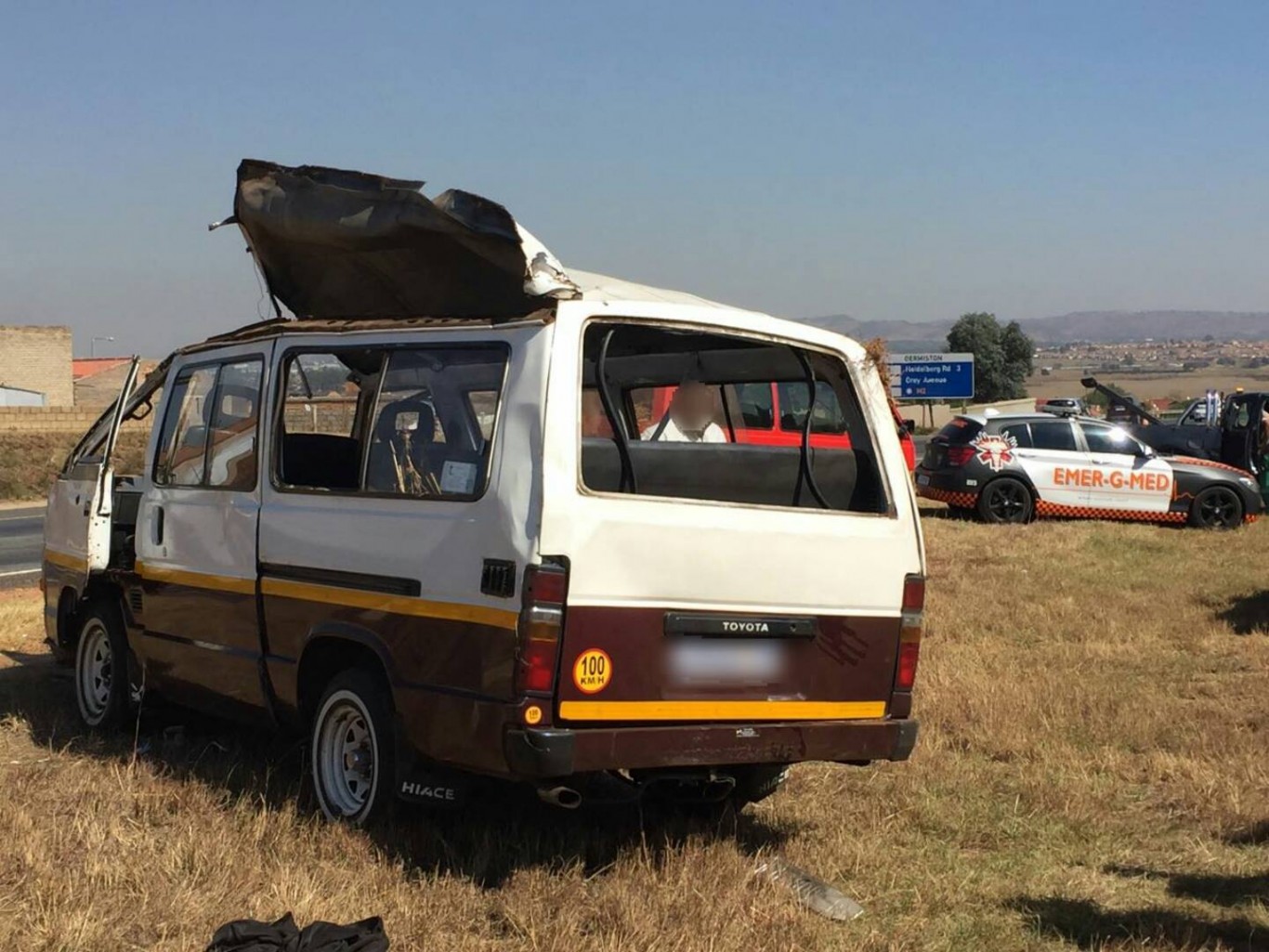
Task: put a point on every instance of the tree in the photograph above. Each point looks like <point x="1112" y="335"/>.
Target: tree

# # # # # # #

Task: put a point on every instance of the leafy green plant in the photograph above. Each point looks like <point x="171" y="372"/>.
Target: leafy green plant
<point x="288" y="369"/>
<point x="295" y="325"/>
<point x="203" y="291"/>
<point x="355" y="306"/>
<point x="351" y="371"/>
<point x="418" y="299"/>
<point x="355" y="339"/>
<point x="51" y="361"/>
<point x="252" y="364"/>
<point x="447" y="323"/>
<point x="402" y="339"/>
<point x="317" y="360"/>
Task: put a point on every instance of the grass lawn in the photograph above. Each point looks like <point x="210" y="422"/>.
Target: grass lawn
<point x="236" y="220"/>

# # # # # # #

Please determine how many lines in the entries contain the word "instance" and reply with that figure alone.

SOLUTION | 3